Region pointing data:
*** Block opens ***
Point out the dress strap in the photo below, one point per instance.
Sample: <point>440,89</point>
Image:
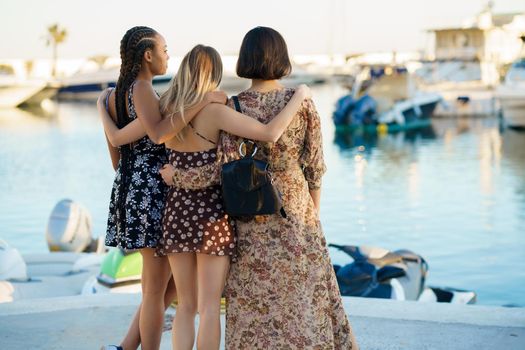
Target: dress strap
<point>201,136</point>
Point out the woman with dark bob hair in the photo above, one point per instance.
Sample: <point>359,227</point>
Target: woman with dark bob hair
<point>282,292</point>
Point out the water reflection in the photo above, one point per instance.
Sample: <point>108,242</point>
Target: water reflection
<point>366,142</point>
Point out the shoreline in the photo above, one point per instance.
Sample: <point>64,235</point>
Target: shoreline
<point>82,322</point>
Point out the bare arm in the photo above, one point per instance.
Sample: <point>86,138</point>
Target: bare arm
<point>161,130</point>
<point>238,124</point>
<point>117,137</point>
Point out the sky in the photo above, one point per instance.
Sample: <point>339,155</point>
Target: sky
<point>95,27</point>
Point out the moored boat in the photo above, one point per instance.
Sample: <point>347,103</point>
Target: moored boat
<point>384,99</point>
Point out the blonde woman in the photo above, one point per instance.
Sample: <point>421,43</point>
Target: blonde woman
<point>197,236</point>
<point>138,194</point>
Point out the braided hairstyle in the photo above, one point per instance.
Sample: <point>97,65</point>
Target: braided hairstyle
<point>132,47</point>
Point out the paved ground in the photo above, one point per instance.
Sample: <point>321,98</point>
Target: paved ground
<point>86,322</point>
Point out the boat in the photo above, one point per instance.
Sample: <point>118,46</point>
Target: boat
<point>466,61</point>
<point>87,85</point>
<point>74,255</point>
<point>511,94</point>
<point>384,99</point>
<point>15,92</point>
<point>375,272</point>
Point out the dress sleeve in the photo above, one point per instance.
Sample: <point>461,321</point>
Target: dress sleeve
<point>312,159</point>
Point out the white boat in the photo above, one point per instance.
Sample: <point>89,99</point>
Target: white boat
<point>464,65</point>
<point>465,89</point>
<point>15,92</point>
<point>511,94</point>
<point>384,99</point>
<point>87,85</point>
<point>73,258</point>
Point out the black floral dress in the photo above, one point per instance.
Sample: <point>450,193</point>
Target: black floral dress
<point>138,194</point>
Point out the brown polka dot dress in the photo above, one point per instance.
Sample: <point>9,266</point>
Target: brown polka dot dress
<point>194,219</point>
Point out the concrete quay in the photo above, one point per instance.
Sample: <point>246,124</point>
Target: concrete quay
<point>87,322</point>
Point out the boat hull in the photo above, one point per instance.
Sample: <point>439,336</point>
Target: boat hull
<point>512,103</point>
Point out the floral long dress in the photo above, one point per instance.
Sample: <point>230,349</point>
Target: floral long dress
<point>282,292</point>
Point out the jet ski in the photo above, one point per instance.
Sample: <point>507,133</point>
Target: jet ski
<point>120,272</point>
<point>73,256</point>
<point>399,275</point>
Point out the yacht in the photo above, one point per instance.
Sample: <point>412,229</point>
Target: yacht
<point>511,94</point>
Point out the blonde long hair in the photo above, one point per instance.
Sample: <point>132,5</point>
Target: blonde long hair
<point>199,72</point>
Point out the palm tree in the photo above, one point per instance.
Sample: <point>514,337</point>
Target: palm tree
<point>55,36</point>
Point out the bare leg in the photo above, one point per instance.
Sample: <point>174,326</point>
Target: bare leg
<point>184,269</point>
<point>155,278</point>
<point>211,277</point>
<point>132,339</point>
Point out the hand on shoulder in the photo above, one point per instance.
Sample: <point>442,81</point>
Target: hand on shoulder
<point>216,97</point>
<point>304,91</point>
<point>101,101</point>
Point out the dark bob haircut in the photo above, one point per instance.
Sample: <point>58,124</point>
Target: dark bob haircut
<point>263,55</point>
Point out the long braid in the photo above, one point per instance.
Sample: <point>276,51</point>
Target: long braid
<point>132,47</point>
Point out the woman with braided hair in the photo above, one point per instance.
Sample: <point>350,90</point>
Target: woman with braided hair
<point>138,194</point>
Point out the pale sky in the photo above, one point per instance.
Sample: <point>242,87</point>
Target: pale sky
<point>310,27</point>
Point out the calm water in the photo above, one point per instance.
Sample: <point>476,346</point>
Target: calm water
*** Block closes ***
#### [WORK TO BE COMPLETED]
Print the lines of the entries, exactly, from the one containing "Point out the woman with braided" down to the final line, and leave out all the others.

#### [SOLUTION]
Point out the woman with braided hair in the photo above, one point per instance.
Sample: <point>350,90</point>
Target: woman with braided hair
<point>138,194</point>
Point out the pale sky in the photo above, one point per instance.
Sample: <point>242,87</point>
Target: pale sky
<point>310,27</point>
Point out the calm water in the photo above, one point per instance.
Sample: <point>476,346</point>
Target: calm water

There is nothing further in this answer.